Polecenia do wykonania
**A)** Ile osób było zameldowanych na pobyt stały w Koninie w ostatnim dniu 2018 roku według fragmentu?
**B)** Zamień „medical imaging pipeline” na „research project” we wpisach od ich początku do wiersza z „203 146 596 548” włącznie i przytocz te wiersze ponownie, bez obrazów, pozostawiając resztę bez zmian.

Wybrany fragment

•••••

Około 4,5 tysiąca osób jest zatrudnionych łącznie w spółkach miejskich, jednostkach organizacyjnych miasta (w tym w placówkach oświatowych) oraz urzędzie miejskim w Koninie. Takie dane i wiele innych można znaleźć w raporcie o stanie miasta za 2018 rok, który – zgodnie z nowymi zapisami ustawy o samorządzie gminnym – prezydent miał obowiązek opublikować do 31 maja. Podczas sesji czerwcowej odbędzie się głosowanie nad absolutorium, ale poprzedzi je debata nad tym dokumentem, w której mogą wziąć udział także mieszkańcy.
Raport o stanie miasta za 2018 rok liczy ponad 80 stron. – Przyszło mi przedstawić stan, na który bezpośredni wpływ miał mój poprzednik, ponieważ ja urząd prezydenta Konina objąłem 21 listopada 2018 roku – napisał Piotr Korytkowski.
Dochody miasta w ubiegłym roku to 513 milionów złotych, a wydatki to 540 milionów, natomiast łącznie zadłużenie Konina na koniec 2018 wynosiło około 145 milionów złotych.
Z dokumentu dowiadujemy się między innymi, że rok 2018 w demografii Konina to spadek liczby mieszkańców o 991 osób. W ostatnim dniu ubiegłego roku zameldowane na pobyt stały w naszym mieście były 71.082 osoby, a 31 grudnia 2017 – 72.073 osoby. W 2018 roku, według oficjalnych statystyk Powiatowego Urzędu Pracy w Koninie, 2.225 koninian było bez pracy.
W raporcie możemy też przeczytać, że do Urzędu Miejskiego w Koninie w 2018 roku wpłynęło: blisko 50 tysięcy pism, łącznie 5 skarg i wniosków oraz 5 petycji. Pracownicy magistratu wydali 54.062 decyzje administracyjne, 1.099 postanowień i 5.986 zaświadczeń. – Na miasto należy spojrzeć również jak na pracodawcę, który spełniając określone wymogi prawne i społeczne zatrudnia pracowników – czytamy w raporcie. – W 9 miejskich spółkach przeciętne zatrudnienie za 2018 rok wynosiło 1.049 etatów. W 44 jednostkach oświaty i wychowania było to 1.666,4 etatów nauczycielskich i 739,17 etatów administracyjno-obsługowych zgodnie z systemem informacji oświatowej (SIO), czyli według stanu na dzień 30 września 2018 roku. W pozostałych jednostkach organizacyjnych były to 643,2 etaty, a w Urzędzie Miejskim w Koninie – 381,125 etatów.
Jak wyliczyliśmy, razem to prawie 4,5 tysiąca etatów (dla porównania w całej grupie ZE PAK zatrudnionych jest około 5 tysięcy osób). Z kolei wartość mienia komunalnego miasta opiewała, na koniec ubiegłego roku, na kwotę ponad 1 miliarda 221 milionów złotych – w tym ponad 908 milionów zł to majątek trwały w jednostkach organizacyjnych miasta, ponad 41 milionów zł (środki trwałe w budowie – inwestycje w toku) plus ponad 271 milionów zł stanowiły udziały miasta w spółkach prawa handlowego.

•••••

Podane informacje
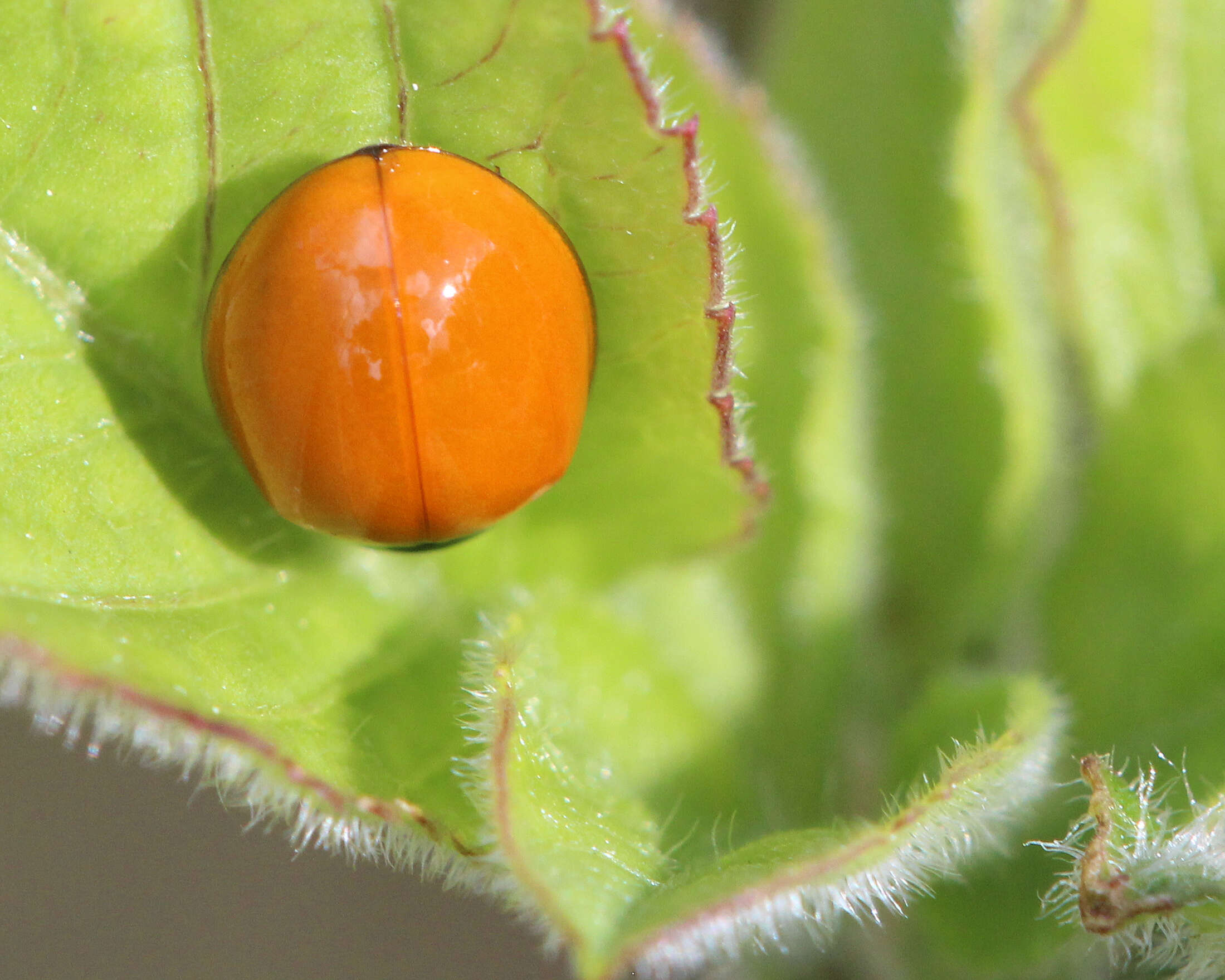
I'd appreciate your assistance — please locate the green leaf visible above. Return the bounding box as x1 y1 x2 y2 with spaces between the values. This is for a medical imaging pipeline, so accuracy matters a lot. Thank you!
1035 2 1225 773
0 0 753 872
0 0 1082 978
476 607 1061 976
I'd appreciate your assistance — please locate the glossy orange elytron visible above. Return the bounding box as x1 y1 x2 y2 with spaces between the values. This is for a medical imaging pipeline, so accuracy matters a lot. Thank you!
204 147 596 545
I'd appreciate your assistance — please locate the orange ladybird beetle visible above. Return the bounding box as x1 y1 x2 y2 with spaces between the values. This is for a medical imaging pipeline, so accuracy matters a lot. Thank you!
203 146 596 548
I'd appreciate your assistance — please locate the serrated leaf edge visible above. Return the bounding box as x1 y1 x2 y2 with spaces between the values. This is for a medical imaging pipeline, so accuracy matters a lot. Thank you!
585 0 769 516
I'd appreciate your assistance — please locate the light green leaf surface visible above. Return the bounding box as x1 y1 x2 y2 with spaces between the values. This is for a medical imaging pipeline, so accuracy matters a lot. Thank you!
0 0 1092 978
0 2 751 857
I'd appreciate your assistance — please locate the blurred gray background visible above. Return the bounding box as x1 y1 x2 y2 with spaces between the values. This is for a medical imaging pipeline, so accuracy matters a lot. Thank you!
0 0 763 980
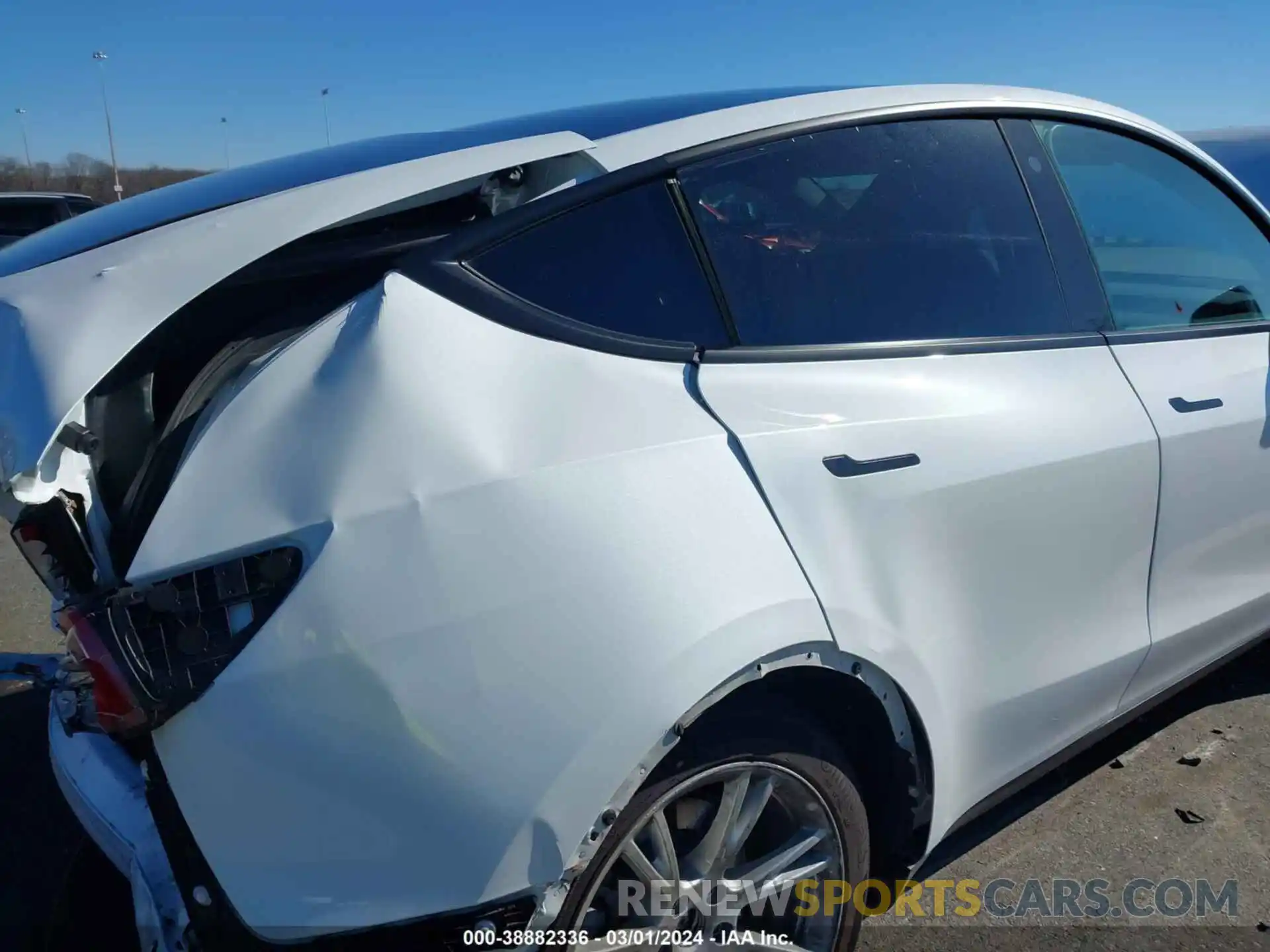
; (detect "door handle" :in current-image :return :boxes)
[1168,397,1222,414]
[822,453,922,479]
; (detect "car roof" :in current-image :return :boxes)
[1186,127,1270,206]
[0,85,1208,277]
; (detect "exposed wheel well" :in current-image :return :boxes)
[686,665,931,882]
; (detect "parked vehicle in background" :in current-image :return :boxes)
[0,87,1270,952]
[1187,128,1270,208]
[0,192,102,246]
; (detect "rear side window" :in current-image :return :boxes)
[679,119,1072,345]
[468,182,730,346]
[0,198,61,235]
[1037,122,1270,330]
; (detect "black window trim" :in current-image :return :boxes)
[396,103,1270,363]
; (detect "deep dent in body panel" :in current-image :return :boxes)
[134,274,833,938]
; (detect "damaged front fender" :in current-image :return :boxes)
[121,273,832,939]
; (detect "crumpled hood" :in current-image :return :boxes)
[0,132,593,487]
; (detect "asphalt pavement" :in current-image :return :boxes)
[0,523,1270,952]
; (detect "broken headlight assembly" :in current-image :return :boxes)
[54,546,302,738]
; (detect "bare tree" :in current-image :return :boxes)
[0,152,207,202]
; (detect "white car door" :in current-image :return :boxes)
[679,119,1158,838]
[1039,123,1270,706]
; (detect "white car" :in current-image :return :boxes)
[0,85,1270,952]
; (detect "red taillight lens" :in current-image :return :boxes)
[58,546,301,736]
[57,608,149,735]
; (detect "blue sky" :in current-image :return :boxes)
[0,0,1270,167]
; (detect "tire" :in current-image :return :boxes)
[555,699,870,952]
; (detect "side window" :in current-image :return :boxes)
[468,182,730,346]
[679,119,1072,345]
[1037,122,1270,330]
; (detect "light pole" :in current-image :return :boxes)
[14,105,36,192]
[321,87,330,146]
[93,50,123,202]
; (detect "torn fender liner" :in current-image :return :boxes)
[0,132,592,487]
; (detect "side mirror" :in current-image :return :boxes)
[1191,284,1261,324]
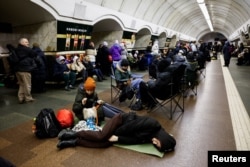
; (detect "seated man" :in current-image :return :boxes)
[115,59,143,102]
[57,112,176,152]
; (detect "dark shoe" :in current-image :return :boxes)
[58,129,76,140]
[26,99,35,102]
[19,100,25,104]
[69,85,75,89]
[56,139,76,149]
[64,86,70,91]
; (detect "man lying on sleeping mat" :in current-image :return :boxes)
[57,112,176,152]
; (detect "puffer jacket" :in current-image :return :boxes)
[72,84,98,120]
[114,112,161,144]
[110,44,122,61]
[16,44,37,72]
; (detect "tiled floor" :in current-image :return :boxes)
[0,55,250,167]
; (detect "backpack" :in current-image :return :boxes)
[34,108,62,138]
[131,100,143,111]
[6,44,19,65]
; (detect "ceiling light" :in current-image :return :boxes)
[197,0,214,31]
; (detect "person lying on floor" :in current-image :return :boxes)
[57,112,176,152]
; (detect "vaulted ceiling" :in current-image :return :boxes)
[0,0,250,37]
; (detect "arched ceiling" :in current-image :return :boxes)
[0,0,250,39]
[83,0,250,38]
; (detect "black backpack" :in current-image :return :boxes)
[6,44,19,65]
[34,108,62,138]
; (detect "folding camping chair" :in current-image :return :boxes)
[184,61,199,97]
[110,67,128,103]
[110,67,143,107]
[197,54,206,78]
[148,64,186,119]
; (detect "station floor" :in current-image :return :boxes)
[0,56,250,167]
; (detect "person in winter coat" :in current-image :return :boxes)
[86,41,97,66]
[72,77,102,121]
[222,41,231,67]
[15,38,37,104]
[32,43,47,93]
[57,112,176,152]
[109,40,122,67]
[53,56,76,91]
[70,55,87,81]
[96,41,112,76]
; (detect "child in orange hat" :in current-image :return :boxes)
[72,77,104,121]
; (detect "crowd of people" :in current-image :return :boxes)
[7,38,250,157]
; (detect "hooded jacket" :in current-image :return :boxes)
[16,44,37,72]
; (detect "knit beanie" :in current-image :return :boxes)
[73,56,79,62]
[121,59,129,67]
[157,59,170,72]
[155,128,176,152]
[84,77,96,90]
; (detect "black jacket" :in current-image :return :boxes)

•••••

Odpowiedzi do zadania
**A)** 71.082 osoby.

**B)**
I'd appreciate your assistance — please locate the green leaf visible above. Return the bounding box as x1 y1 x2 y2 with spaces between the values. This is for a research project, so accuracy matters a lot. Thank you!
1035 2 1225 773
0 0 753 872
0 0 1082 978
476 607 1061 976
I'd appreciate your assistance — please locate the glossy orange elytron visible above. Return the bounding box as x1 y1 x2 y2 with spaces between the values. This is for a research project, so accuracy matters a lot. Thank you!
204 147 596 545
I'd appreciate your assistance — please locate the orange ladybird beetle visible above. Return the bounding box as x1 y1 x2 y2 with spaces between the values. This is for a research project, so accuracy matters a lot. Thank you!
203 146 596 548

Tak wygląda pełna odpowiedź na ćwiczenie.